═══ Records ═══

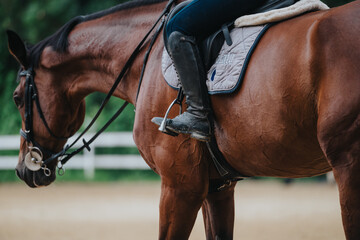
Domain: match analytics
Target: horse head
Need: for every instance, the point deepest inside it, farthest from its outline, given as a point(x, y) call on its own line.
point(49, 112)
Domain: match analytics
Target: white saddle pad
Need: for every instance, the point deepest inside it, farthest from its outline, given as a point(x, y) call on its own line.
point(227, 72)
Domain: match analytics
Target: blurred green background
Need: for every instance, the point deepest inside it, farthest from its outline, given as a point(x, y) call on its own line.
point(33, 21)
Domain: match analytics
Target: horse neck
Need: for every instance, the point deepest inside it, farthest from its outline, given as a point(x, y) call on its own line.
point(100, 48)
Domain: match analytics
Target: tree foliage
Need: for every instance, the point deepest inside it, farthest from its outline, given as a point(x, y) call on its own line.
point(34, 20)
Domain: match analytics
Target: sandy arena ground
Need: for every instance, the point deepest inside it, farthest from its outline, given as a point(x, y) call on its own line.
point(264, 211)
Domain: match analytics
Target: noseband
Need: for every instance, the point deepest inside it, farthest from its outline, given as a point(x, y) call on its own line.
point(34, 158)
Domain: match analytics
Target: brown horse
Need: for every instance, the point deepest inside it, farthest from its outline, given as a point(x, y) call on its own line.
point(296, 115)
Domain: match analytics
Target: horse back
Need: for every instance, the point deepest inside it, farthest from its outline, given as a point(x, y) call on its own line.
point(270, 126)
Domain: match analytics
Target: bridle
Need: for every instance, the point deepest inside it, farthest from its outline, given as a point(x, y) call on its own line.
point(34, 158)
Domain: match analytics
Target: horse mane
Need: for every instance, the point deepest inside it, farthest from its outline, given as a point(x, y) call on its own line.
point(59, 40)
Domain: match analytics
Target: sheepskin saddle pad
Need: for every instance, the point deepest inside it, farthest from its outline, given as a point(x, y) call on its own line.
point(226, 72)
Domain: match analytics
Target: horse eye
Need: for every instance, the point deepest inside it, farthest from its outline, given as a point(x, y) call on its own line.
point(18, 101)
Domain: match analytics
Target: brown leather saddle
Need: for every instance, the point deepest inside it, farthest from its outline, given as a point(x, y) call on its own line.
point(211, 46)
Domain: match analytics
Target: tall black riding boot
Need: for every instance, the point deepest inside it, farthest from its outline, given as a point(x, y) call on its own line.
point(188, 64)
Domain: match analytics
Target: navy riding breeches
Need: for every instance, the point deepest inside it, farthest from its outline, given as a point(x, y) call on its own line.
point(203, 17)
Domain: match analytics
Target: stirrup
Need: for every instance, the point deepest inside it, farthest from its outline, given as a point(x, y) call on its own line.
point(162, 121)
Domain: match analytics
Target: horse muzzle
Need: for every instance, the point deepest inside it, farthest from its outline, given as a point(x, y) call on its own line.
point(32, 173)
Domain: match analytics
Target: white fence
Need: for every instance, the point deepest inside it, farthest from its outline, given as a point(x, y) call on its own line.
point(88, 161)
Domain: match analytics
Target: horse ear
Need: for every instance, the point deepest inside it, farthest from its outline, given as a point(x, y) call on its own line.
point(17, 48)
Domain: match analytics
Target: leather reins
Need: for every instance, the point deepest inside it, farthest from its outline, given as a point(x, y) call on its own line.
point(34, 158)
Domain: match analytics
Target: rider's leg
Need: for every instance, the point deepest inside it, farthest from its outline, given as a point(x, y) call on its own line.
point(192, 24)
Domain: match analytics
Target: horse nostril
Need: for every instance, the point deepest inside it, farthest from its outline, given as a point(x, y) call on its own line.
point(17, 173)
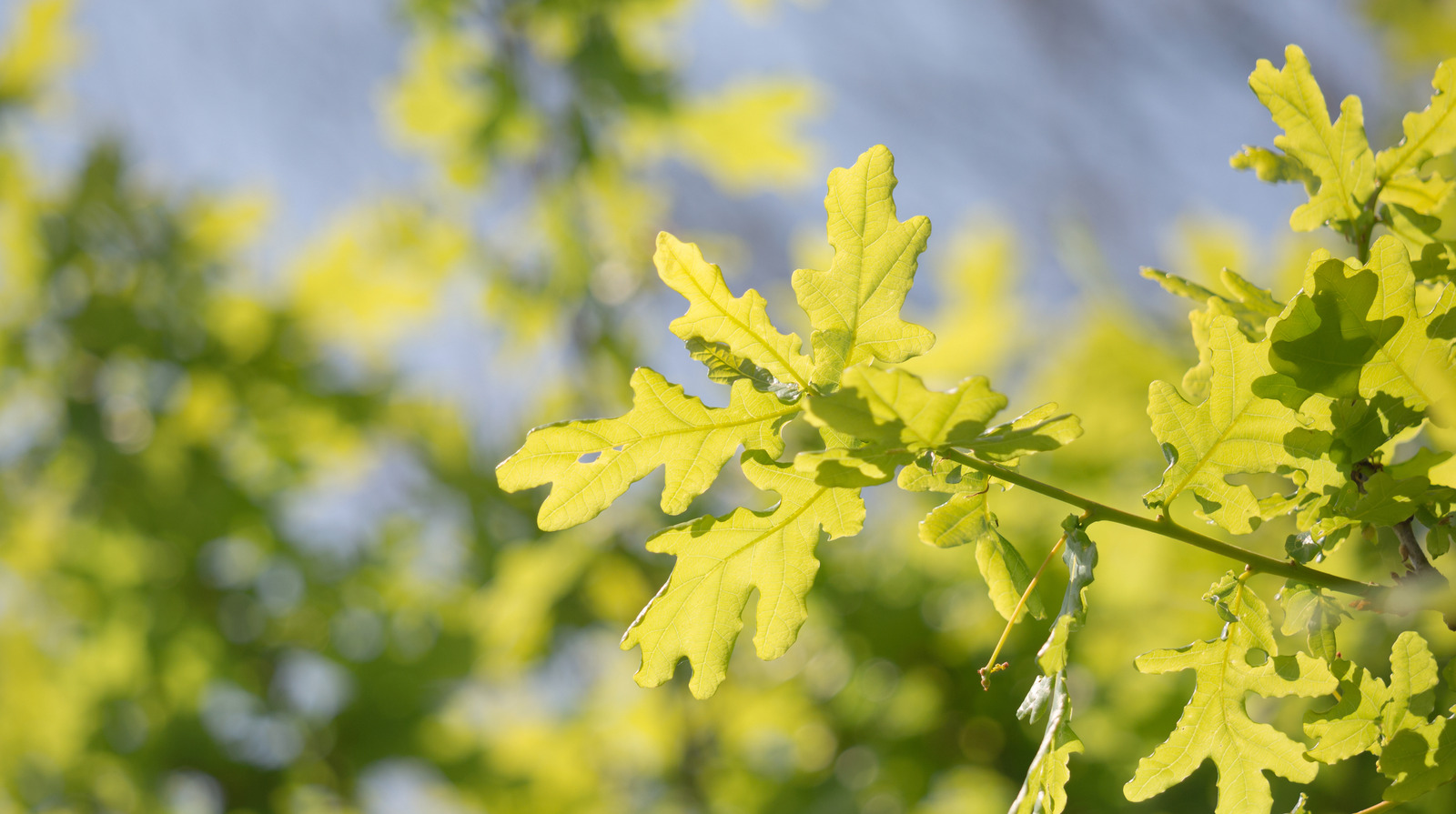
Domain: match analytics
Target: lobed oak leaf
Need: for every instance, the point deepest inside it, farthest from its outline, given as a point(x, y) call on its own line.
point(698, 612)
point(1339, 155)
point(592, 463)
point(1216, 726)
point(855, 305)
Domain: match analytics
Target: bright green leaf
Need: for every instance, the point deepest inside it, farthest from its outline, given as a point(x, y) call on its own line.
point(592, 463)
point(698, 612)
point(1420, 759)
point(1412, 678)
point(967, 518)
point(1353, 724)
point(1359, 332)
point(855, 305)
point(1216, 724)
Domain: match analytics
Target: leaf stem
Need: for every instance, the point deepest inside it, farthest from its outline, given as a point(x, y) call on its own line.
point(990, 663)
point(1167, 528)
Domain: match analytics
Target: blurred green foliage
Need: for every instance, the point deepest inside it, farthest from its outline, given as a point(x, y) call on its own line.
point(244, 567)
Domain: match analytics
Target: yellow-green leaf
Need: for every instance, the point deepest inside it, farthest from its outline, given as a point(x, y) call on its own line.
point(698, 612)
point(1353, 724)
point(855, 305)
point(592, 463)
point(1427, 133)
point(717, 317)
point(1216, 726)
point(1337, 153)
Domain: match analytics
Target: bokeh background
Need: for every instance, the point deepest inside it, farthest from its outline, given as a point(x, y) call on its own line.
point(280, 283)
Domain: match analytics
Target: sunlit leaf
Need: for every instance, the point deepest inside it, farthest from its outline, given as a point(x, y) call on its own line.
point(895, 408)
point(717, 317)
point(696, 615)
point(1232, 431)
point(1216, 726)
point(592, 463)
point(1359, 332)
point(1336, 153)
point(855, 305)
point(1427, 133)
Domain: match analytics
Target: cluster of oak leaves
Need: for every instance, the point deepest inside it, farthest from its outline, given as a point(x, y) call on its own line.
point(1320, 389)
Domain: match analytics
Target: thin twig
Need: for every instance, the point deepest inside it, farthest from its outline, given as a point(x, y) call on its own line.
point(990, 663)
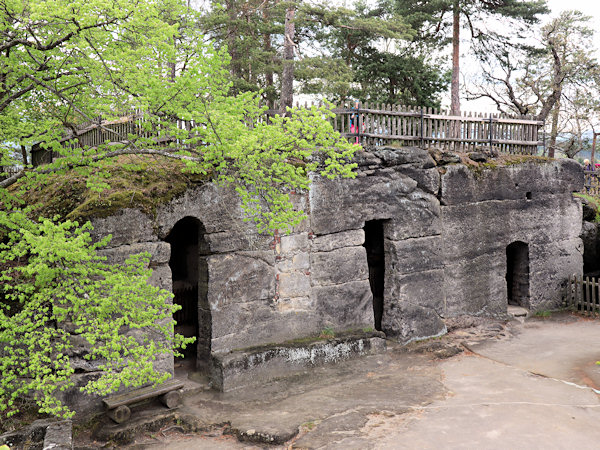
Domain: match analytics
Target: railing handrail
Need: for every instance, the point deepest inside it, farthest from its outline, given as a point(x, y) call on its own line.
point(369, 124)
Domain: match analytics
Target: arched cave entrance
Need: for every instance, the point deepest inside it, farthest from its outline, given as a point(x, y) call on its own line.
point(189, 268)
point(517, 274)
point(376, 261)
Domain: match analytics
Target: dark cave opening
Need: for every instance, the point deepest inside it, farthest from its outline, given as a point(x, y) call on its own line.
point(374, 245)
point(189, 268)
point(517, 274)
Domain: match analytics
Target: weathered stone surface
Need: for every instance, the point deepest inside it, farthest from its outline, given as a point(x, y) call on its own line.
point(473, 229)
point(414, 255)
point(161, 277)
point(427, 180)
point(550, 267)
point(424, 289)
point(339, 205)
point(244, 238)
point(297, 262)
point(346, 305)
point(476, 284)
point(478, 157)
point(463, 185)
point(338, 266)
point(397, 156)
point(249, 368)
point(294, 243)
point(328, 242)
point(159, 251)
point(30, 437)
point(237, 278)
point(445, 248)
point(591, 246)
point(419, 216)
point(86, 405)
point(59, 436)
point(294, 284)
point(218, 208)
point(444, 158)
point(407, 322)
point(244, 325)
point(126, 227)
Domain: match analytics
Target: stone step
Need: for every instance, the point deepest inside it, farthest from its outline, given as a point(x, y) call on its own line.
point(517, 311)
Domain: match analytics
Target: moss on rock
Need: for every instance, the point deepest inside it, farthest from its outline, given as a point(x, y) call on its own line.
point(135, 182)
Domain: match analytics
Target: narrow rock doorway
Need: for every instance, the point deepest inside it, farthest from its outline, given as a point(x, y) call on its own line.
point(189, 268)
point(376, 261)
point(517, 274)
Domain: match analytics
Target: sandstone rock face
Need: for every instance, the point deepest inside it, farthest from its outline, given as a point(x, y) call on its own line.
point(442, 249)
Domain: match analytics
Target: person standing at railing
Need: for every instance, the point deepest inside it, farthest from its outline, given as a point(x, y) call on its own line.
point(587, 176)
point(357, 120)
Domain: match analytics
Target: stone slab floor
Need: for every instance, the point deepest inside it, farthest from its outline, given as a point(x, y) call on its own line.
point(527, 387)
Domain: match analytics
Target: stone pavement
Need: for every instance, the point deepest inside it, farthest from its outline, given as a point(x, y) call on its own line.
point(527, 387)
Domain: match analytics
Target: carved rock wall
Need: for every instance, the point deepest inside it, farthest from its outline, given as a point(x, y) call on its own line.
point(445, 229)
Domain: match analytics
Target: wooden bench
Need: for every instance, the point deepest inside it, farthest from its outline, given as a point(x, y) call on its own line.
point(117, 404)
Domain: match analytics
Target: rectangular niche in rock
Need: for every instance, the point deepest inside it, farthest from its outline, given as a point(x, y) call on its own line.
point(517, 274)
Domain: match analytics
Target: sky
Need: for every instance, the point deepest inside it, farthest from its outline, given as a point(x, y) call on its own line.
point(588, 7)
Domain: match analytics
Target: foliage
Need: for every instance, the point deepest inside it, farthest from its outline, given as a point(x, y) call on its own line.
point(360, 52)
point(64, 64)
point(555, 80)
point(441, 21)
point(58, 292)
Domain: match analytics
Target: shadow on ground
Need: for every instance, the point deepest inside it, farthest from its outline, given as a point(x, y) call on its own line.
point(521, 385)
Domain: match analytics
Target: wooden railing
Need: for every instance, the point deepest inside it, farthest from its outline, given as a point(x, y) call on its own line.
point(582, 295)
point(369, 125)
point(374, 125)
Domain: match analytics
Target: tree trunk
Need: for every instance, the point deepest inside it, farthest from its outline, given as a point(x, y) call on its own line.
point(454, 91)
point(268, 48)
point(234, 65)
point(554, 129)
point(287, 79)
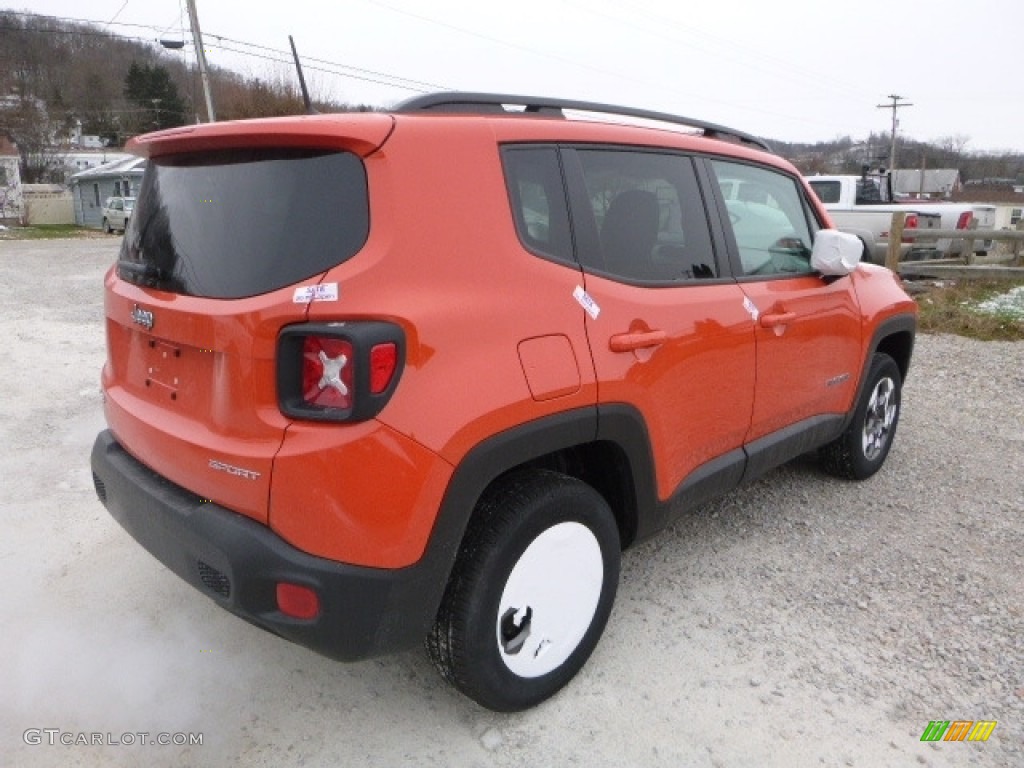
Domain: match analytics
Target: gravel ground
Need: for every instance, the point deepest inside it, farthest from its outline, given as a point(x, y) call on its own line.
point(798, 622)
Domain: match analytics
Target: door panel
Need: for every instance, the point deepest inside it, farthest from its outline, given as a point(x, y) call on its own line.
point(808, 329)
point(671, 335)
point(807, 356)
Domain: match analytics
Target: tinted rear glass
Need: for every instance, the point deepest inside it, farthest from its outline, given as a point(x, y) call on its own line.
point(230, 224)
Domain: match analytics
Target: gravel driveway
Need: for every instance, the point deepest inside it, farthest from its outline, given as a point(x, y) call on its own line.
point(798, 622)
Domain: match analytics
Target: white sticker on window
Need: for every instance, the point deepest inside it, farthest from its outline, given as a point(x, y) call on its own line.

═══

> Task to complete
Show the lines of the data that hold the word "tree".

> Written solution
Target: tree foliage
Target: tree trunk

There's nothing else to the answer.